◆ Work order 1 ◆
Translate into French this sentence from the passage on false dichotomies in diet debates: "Over the last decade dietary guidelines have come under attack."
◆ Work order 2 ◆
Carry on the article about dietary guidelines and false dichotomies from its final sentence, keeping its formal style and its step-by-step structure.

◆ Passage for review ◆
++++++++++++++++++++
A false dichotomy – dietary guidelines and the other diet

Dichotomy (2)
A Dichotomy – Black or White.

A dichotomy is a division into two entirely different and often contrasting domains, interests or activities (1). Examples of true dichotomies are black or white. Tall or short.

A false dichotomy is an argument giving a false illusion of there being only two choices whereas in reality there can be at least one other or even many possibilities (2). The argument is set up in such a way as the first choice is eliminated due to it being seen as a terrible choice, and the only other alternative is the second choice.

Over the last decade dietary guidelines have come under attack. Arguments against them are often presented in the manner of a false dichotomy. These are the steps used in that line of fallacy:

Step 1. Present Diet A as the government dietary guidelines.
Step 2. Present Diet A as flawed, weak or scary … making people sick in some way.
Step3. Present Diet B < insert name of alternative diet > as the only other choice.

Step 1. Present the government guidelines as Diet A

Government dietary guidelines were first issued in the early 1980s recommending we eat mainly bread and cereals (preferably wholegrain), vegetables, fruit and legumes; moderately lean meat, low-fat dairy, eggs, fish, and nuts; and only small amounts of added fats, sugar and salt (3, 4). With its emphasis on plant foods, moderate animal foods, and lower fat than previous intakes, the guidelines were labelled as a low-fat diet.
++++++++++++++++++++
◆ Given records ◆
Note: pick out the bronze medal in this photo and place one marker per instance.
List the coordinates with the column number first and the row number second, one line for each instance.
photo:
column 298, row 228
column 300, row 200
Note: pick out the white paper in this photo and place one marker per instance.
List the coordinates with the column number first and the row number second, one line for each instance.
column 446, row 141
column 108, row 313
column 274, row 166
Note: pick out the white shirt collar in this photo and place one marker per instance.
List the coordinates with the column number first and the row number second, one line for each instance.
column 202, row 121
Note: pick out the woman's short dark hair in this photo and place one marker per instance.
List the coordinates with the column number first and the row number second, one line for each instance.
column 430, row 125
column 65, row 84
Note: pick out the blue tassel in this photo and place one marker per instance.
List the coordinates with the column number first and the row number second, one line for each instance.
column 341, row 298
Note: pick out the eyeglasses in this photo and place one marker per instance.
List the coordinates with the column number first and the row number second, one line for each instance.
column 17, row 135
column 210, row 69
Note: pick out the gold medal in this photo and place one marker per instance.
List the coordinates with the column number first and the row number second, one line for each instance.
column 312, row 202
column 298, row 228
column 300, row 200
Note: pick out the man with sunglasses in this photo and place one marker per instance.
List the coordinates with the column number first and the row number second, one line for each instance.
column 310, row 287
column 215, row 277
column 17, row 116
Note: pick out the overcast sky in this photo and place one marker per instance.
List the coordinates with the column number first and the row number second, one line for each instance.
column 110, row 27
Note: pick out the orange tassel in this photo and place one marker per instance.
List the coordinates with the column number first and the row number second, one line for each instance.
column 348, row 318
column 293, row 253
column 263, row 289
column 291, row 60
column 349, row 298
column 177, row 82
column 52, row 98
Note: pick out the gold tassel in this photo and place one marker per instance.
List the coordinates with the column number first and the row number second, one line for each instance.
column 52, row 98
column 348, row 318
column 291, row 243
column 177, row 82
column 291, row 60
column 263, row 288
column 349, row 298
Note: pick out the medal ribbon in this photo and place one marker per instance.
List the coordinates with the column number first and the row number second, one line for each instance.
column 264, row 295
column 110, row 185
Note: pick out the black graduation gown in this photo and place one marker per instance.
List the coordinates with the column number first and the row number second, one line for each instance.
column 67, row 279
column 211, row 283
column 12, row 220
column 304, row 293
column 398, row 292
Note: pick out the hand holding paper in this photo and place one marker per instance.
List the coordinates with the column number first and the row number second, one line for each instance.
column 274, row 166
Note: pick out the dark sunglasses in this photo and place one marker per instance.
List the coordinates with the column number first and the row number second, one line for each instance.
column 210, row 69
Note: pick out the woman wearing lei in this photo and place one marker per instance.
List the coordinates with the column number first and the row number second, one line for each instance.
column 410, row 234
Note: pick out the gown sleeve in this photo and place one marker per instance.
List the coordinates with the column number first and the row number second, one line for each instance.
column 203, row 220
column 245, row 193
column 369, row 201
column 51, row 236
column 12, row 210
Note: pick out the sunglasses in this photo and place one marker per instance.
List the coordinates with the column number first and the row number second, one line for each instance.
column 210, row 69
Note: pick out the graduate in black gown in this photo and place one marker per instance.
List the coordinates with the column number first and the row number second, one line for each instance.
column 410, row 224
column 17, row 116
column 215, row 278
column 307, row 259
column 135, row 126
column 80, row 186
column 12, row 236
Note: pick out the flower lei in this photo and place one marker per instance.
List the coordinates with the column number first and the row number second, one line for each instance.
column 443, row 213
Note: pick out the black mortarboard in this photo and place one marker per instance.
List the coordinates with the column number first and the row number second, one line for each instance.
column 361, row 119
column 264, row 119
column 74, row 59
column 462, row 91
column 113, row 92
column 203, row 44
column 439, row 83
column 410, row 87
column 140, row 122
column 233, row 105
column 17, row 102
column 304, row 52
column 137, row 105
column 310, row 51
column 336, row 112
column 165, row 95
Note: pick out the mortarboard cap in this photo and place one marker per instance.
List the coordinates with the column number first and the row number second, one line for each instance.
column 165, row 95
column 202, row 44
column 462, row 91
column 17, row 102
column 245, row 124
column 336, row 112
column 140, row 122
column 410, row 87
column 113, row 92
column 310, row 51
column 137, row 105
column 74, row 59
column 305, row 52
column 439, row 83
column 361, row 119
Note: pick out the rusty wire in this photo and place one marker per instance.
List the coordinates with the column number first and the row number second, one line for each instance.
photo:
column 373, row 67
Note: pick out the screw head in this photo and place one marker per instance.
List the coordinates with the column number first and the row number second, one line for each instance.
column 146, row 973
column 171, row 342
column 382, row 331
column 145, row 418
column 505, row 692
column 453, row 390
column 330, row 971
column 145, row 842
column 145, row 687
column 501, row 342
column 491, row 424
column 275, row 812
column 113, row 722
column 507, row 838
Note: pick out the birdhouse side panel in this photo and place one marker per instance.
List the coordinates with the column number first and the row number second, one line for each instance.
++++++++++++++++++++
◆ Reply 1 ◆
Au cours de la dernière décennie, les recommandations alimentaires ont fait l'objet d'attaques.

◆ Reply 2 ◆
Step 2. Present Diet A as flawed, weak or scary.

Arguments attacking guidelines suggest they were based on flawed science, there are toxic foods we were not warned about and, due to consumption of those toxic foods, there are scary biochemical mechanisms disrupting our metabolism making us sick. Statistics are presented showing a rise in obesity and non-communicable diseases since the first issue of the guidelines, implying they are to blame or are contributory. (5)

Step 3. Present Diet B as the alternative diet.

Having presented the dietary guidelines as scary, the alternative Diet B < insert name of diet advocated by presenter or author of book > as the only other choice.

The false dichotomy

Apart from weaknesses in presented arguments of supposed flaws in the guidelines, such as whether foods suggested as toxic actually are, or whether people actually followed the guidelines; the false dichotomy narrative completely falls over in the presentation of there being no other alternative. No other reason for the rise in obesity and disease risk other than foods we eat. No changes in the fabric of society other than changes in our food environment. No change in our food environments other than the dietary guidelines. No other choice for a healthy diet other than Diet B.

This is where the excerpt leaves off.